### Trecho para leitura
⁂
Muitas mães sofrem elas mesmas de distúrbios alimentares; estas mães estando em contato constante com seus filhos, podem estar transmitindo uma cultura do corpo, um medo excessivo de engordar, que pode influenciar as crianças que se tornam extremamente sensíveis a este temor. As crianças podem associar o medo com a comida e se recusarem a comer. Pode não ser a mãe, mas qualquer figura que tenha contato e influência sobre a criança. O mais importante é que quando a criança recusa comida, geralmente também recusa vínculos sociais. Se, por exemplo, uma menina, tem medo que as pessoas pensem que ela está gorda, ela poderá evitar o contato e o convívio com outras crianças, e se isolar socialmente.

O perfil psicológico de uma criança com distúrbio alimentar é basicamente o de alguém frágil em suas emoções, com grande tendência ao perfeccionismo, que nunca está satisfeita consigo mesma, e que apresenta características de uma anorexia do tipo restritivo provavelmente será um jovem e adulto com fortes tendências perfeccionistas, que sempre buscará a perfeição em tudo que fizer, mesmo que “sacrifique” a sua vida. Se existe uma tendência à bulimia, apresentará mais impulsos autodestrutivos. Ambas são personalidades em desequilíbrio, que frequentemente coexistem com uma boa inteligência, aliada a uma grande capacidade de raciocínio (são consideradas “inteligentes”). Por tudo isso, é realmente um trabalho “artesanal” equilibrá-las. E, este é um trabalho de equipe, daí a necessidade de se trabalhar não somente com uma equipe multidisciplinar (médico, psicólogo e nutricionista), mas também com os pais, com a família, com os professores; enfim com todas aquelas pessoas que tem contato com a criança.
⁂
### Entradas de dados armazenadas
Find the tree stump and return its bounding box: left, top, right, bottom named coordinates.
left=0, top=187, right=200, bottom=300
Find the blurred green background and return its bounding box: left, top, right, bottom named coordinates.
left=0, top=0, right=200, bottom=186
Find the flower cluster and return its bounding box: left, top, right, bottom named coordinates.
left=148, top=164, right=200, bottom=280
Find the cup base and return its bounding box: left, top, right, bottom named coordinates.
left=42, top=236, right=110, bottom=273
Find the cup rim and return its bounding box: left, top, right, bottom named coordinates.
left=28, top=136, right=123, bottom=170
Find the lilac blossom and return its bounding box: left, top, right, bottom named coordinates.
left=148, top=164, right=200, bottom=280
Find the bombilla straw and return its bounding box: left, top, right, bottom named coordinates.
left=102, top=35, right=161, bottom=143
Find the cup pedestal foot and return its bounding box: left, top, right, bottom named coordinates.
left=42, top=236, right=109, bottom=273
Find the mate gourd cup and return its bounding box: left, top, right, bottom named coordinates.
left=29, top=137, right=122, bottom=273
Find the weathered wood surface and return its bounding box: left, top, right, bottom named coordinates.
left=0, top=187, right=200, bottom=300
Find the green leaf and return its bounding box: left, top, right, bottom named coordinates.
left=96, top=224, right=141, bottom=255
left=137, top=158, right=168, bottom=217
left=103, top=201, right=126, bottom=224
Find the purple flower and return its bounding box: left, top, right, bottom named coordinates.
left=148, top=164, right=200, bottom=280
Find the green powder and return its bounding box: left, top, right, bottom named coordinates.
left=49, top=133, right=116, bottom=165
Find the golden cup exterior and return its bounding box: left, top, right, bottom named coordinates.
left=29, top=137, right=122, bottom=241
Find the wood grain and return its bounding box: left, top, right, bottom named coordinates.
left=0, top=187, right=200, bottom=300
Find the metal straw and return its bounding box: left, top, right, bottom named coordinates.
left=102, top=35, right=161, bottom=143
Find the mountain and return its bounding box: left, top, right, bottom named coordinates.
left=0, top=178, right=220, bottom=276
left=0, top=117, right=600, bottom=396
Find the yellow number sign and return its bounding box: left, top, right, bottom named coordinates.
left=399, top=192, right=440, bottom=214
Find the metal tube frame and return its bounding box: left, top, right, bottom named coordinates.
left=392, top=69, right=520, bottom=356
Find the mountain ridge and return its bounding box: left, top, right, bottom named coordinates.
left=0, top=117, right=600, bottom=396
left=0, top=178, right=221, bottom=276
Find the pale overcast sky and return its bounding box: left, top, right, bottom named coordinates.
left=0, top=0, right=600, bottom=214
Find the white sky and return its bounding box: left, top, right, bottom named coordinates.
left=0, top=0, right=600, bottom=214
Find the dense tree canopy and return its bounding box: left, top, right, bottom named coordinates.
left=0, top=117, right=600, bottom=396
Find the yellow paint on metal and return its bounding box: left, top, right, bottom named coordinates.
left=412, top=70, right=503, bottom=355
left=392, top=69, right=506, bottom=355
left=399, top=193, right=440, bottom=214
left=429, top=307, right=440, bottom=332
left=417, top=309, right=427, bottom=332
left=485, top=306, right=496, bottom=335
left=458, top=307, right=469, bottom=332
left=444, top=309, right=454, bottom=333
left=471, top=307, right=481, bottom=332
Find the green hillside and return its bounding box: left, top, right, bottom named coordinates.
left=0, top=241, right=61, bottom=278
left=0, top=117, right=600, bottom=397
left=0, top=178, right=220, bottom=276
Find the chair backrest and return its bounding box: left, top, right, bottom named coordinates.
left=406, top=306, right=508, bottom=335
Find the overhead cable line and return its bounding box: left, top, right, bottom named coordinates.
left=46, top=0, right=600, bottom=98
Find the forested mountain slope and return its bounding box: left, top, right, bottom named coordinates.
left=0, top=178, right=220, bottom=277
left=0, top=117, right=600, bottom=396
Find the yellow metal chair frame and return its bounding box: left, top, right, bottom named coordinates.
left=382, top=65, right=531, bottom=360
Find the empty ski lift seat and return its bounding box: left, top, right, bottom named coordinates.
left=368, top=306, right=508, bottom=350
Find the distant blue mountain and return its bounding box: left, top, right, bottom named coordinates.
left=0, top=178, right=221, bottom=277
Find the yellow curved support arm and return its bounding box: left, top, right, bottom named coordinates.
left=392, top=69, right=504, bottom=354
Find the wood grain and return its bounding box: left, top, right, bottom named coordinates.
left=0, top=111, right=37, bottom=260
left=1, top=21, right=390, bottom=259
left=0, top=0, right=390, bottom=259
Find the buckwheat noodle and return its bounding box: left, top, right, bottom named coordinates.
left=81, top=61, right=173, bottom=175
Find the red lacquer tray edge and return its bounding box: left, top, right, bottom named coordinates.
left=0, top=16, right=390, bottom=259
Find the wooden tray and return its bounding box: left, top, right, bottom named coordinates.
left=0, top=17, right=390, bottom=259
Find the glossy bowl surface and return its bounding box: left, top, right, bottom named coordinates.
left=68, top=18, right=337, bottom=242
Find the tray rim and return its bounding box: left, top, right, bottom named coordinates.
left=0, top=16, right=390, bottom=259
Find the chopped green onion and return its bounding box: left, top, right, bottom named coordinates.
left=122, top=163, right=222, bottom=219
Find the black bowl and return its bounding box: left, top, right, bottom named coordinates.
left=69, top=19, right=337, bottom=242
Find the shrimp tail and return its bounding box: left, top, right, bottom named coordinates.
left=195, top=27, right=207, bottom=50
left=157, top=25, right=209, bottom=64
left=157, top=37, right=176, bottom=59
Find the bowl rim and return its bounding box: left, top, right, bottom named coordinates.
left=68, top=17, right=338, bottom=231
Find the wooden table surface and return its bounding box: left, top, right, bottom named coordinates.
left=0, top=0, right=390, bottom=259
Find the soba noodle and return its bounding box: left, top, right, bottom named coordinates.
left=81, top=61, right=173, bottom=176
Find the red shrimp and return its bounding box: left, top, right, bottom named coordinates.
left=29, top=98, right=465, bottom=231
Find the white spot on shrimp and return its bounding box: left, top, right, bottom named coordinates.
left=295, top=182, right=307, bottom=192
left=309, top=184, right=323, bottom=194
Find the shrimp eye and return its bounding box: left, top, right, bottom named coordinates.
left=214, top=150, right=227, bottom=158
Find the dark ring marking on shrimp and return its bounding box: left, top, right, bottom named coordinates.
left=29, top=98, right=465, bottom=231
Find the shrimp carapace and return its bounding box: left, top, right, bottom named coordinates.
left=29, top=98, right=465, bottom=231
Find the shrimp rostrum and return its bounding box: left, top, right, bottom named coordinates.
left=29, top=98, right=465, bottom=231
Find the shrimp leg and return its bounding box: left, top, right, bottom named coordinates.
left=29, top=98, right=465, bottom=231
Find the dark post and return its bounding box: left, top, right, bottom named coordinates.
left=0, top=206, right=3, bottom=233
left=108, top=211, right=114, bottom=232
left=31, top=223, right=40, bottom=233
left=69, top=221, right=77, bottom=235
⁂
### Enunciado do exercício
No trecho sobre distúrbios alimentares em crianças, quais profissionais compõem a equipe multidisciplinar citada?

### Resposta
Médico, psicólogo e nutricionista.